Assigned task 1
From the forum thread about tokenizer embeddings, extract the passage starting with "WigglyHypersurface OP t1_j5l49mq" and going on through "always in papers.".
Assigned task 2
In the forum thread about tokenizer embeddings, why does the opening post suggest building each token's embedding from a sum of character n-gram embeddings, as fastText does?

One common place where LLM performance falls is on words split by the model's tokenizer. I'm surprised that no one I can find has proposed swapping the embedding layer for an embedding bag layer, with the bagged embedding coming from a sum of embeddings of character ngrams for the token, like in fastText word embeddings (this helps the model learn faster in smaller corpora and yields better representations for rare words). Has anyone found someone who tried this?

Comments

dojoteef t1_j5l399n wrote on January 23, 2023 at 7:46 PM

This has been studied quite a bit. You can just follow the citation graph of the fastText paper: Enriching Word Vectors with Subword Information

For example, people have investigated sampling different subword tokenizations during training (Stochastic Tokenization with a Language Model for Neural Text Classification) and character-aware embeddings (CharBERT: Character-aware Pre-trained Language Model).

WigglyHypersurface OP t1_j5l49mq wrote on January 23, 2023 at 7:53 PM

Thanks these are helpful. Seems like "embedding bag" is used in ML libraries but not always in papers.

Information shown
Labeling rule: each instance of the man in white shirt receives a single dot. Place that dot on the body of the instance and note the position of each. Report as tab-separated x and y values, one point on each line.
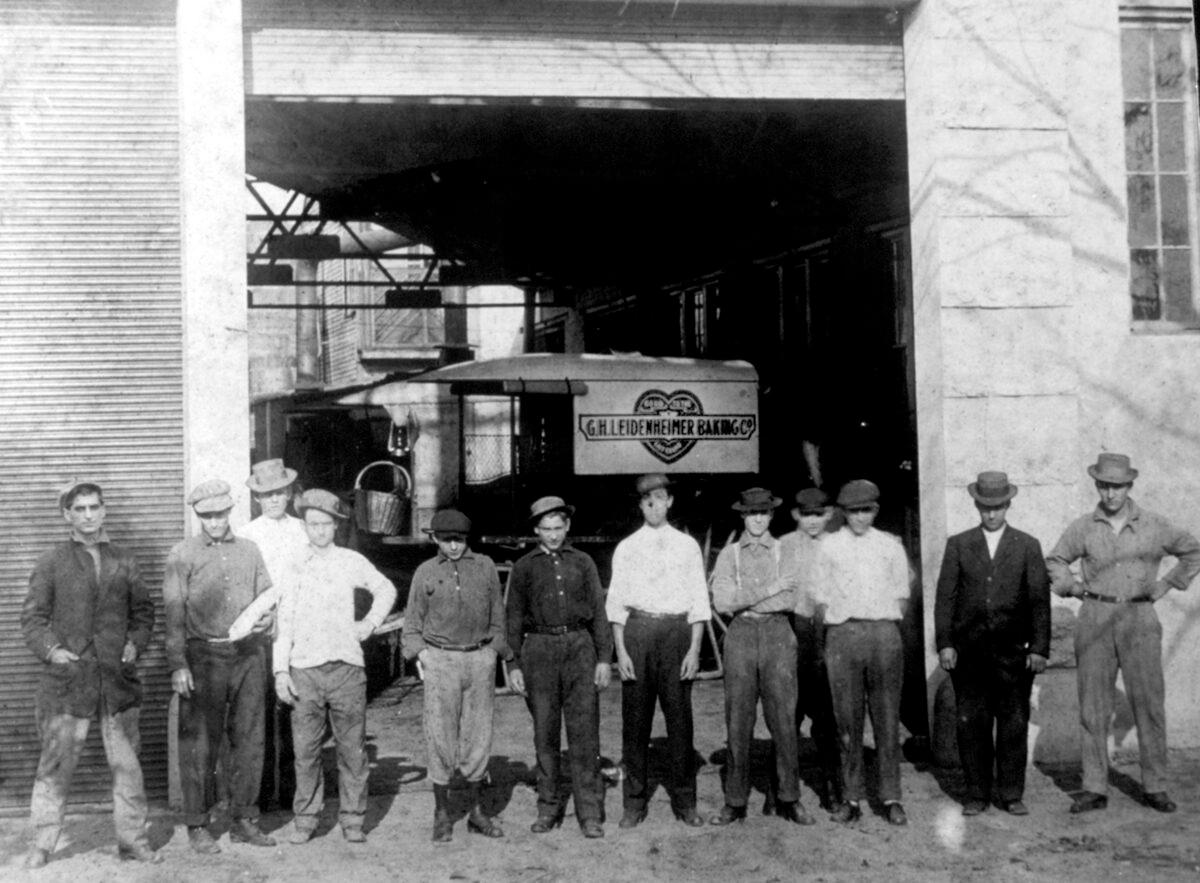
658	605
862	584
319	668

Exercise response 1
WigglyHypersurface OP t1_j5l49mq wrote on January 23, 2023 at 7:53 PM

Thanks these are helpful. Seems like "embedding bag" is used in ML libraries but not always in papers.

Exercise response 2
LLM performance often drops on words that the tokenizer splits. The fastText-style approach helps a model learn faster on smaller corpora and yields better representations for rare words.